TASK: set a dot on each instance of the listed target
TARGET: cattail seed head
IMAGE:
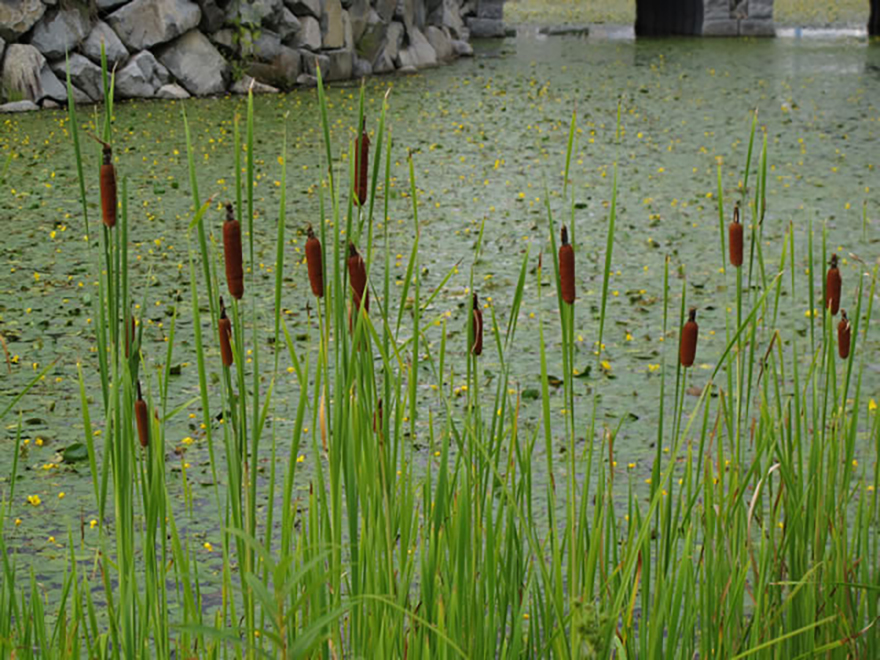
(832, 286)
(232, 254)
(357, 277)
(735, 239)
(108, 188)
(844, 336)
(224, 327)
(142, 417)
(566, 267)
(687, 349)
(362, 165)
(477, 342)
(315, 263)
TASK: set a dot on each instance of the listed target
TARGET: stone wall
(182, 48)
(732, 18)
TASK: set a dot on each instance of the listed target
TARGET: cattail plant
(687, 349)
(832, 286)
(357, 276)
(735, 238)
(477, 341)
(129, 336)
(566, 267)
(314, 261)
(224, 326)
(844, 335)
(232, 254)
(142, 416)
(362, 164)
(108, 186)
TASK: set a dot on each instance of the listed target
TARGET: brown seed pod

####

If an entry contains an image, skip the image and return the rest of the listing unchanged.

TASK: set a dot on each instance of the listed target
TARGET: cattail seed head
IMAGE:
(832, 286)
(232, 254)
(357, 277)
(735, 239)
(108, 188)
(844, 336)
(224, 327)
(142, 417)
(566, 267)
(687, 349)
(362, 165)
(477, 342)
(315, 263)
TASK: set a dot on each instance of the listed target
TARGET: stone wall
(182, 48)
(732, 18)
TASK: set a dot on each instance of the listed target
TARGET: cattail plant
(687, 349)
(832, 286)
(357, 276)
(735, 238)
(477, 341)
(129, 336)
(566, 267)
(314, 261)
(224, 326)
(844, 335)
(232, 254)
(142, 416)
(362, 164)
(108, 186)
TASK: set a dot on each instance of the listed target
TARGET: brown seed pod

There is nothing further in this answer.